━━ Supplied passage ━━

As used herein, the term “Hazardous Substance” means any substance, material or waste presently listed or defined as hazardous, toxic or radioactive, or for which liability or standards of conduct are imposed, under any Environmental Law including petroleum and any derivative or by-products thereof, asbestos, lead, polychlorinated biphenyls, toxic mold, radiation and per- and polyfluoroalkyl substances.

(l)            Taxes.

(i) The Company and each of its Subsidiaries (A) have prepared in good faith and duly and timely filed or caused to be timely filed (in each case taking into account any extension of time within which to file) all Tax Returns required to be filed on or before the Closing by any of them except where such failures to so prepare or file Tax Returns, individually or in the aggregate, is not reasonably likely to have a Company Material Adverse Change and all such filed Tax Returns are complete and accurate in all material respects, (B) have paid all Taxes that are required to be paid by any of them (after giving effect to any valid extensions of time in which to make such payment) or that the Company or any of its Subsidiaries are obligated to withhold from amounts owing to any employee, stockholder, creditor or third party, except with respect to matters contested in good faith by appropriate proceedings and except where such failure to so pay or withhold, individually or in the aggregate, is not reasonably likely to have a Company Material Adverse Change, and (C) have not waived any statute of limitations with respect to any material amount of Taxes or agreed to any extension of time with respect to any material amount of Tax assessment or deficiency.

━━━

*Instructions*:
1 - In the agreement excerpt, rewrite the paragraph that begins "The Company and each of its Subsidiaries (A) have prepared" as a short bulleted list, keeping its main facts.
2 - Based on the agreement excerpt, answer yes or no to each statement and quote the words that decide it:
(a) Asbestos counts as a Hazardous Substance.
(b) The Company has waived a statute of limitations on a material amount of Taxes.
(c) Extensions of time to file are considered when judging whether Tax Returns were filed on time.
3 - List every item the agreement excerpt names after "including" in its definition of "Hazardous Substance."

━━ Supplied entries ━━

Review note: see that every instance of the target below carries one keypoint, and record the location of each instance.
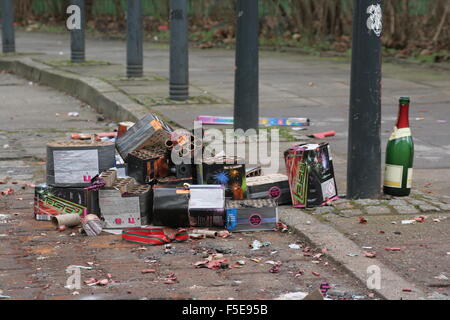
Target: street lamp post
(77, 40)
(364, 145)
(134, 39)
(179, 57)
(246, 91)
(8, 37)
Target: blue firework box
(251, 215)
(226, 171)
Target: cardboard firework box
(311, 175)
(50, 201)
(227, 171)
(145, 165)
(272, 186)
(126, 204)
(149, 131)
(251, 215)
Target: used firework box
(311, 175)
(189, 206)
(227, 171)
(207, 206)
(50, 201)
(272, 186)
(74, 163)
(251, 215)
(145, 165)
(149, 131)
(125, 204)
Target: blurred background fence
(407, 24)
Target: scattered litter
(420, 219)
(324, 287)
(321, 135)
(369, 254)
(276, 267)
(292, 296)
(256, 244)
(148, 271)
(441, 277)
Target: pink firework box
(311, 175)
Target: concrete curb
(324, 236)
(102, 96)
(117, 106)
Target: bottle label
(393, 176)
(400, 133)
(409, 180)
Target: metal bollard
(8, 37)
(77, 41)
(364, 145)
(246, 86)
(179, 55)
(135, 55)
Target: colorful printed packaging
(50, 201)
(311, 175)
(227, 171)
(251, 215)
(272, 186)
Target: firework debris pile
(146, 175)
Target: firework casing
(123, 127)
(145, 165)
(194, 206)
(227, 171)
(172, 181)
(253, 171)
(125, 205)
(273, 186)
(74, 163)
(251, 215)
(311, 175)
(170, 207)
(149, 131)
(68, 220)
(50, 201)
(207, 206)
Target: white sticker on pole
(375, 20)
(75, 166)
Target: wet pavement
(34, 256)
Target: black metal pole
(364, 142)
(135, 55)
(179, 58)
(8, 37)
(246, 85)
(77, 41)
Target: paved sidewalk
(296, 85)
(291, 85)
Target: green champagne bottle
(399, 155)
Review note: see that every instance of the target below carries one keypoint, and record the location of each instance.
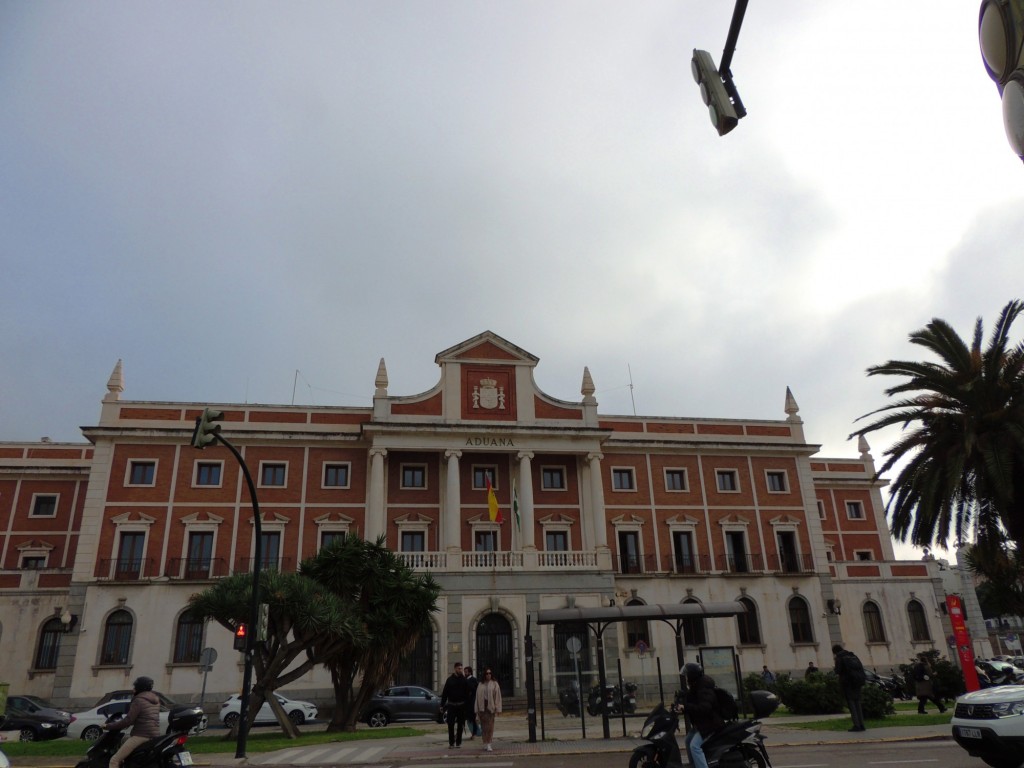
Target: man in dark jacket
(698, 706)
(143, 716)
(455, 698)
(851, 686)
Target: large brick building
(102, 543)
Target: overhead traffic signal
(1000, 35)
(713, 90)
(206, 430)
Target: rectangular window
(142, 473)
(675, 479)
(44, 506)
(272, 475)
(776, 481)
(336, 475)
(414, 476)
(553, 478)
(414, 541)
(727, 480)
(208, 473)
(622, 479)
(480, 475)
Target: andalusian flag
(496, 514)
(515, 507)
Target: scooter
(163, 752)
(738, 744)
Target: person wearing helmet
(698, 706)
(143, 717)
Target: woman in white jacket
(488, 704)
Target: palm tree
(963, 439)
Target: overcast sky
(224, 194)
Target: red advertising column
(963, 637)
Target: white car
(89, 724)
(989, 724)
(298, 712)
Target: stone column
(375, 504)
(453, 503)
(526, 500)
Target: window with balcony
(727, 480)
(414, 475)
(141, 473)
(336, 475)
(675, 479)
(208, 473)
(44, 505)
(623, 478)
(553, 478)
(272, 474)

━━━

*Answers given*:
1 -
- **Tax Returns:** The Company and each of its Subsidiaries prepared all Tax Returns required on or before the Closing in good faith and filed them on time, counting any extensions. Failures that are not reasonably likely to cause a Company Material Adverse Change are excepted. All filed returns are complete and accurate in all material respects.
- **Tax payments:** They paid all required Taxes, after any valid extensions. They also paid all Taxes they must withhold from amounts owed to employees, stockholders, creditors or third parties. Two exceptions apply: matters contested in good faith by appropriate proceedings, and failures not reasonably likely to cause a Company Material Adverse Change.
- **No waivers or extensions:** They have not waived any statute of limitations on any material amount of Taxes. They have not agreed to extend the time for any material Tax assessment or deficiency.

2 -
(a) Yes: "asbestos, lead, polychlorinated biphenyls"
(b) No: "have not waived any statute of limitations with respect to any material amount of Taxes"
(c) Yes: "taking into account any extension of time within which to file"

3 -
- petroleum and any derivative or by-products thereof
- asbestos
- lead
- polychlorinated biphenyls
- toxic mold
- radiation
- per- and polyfluoroalkyl substances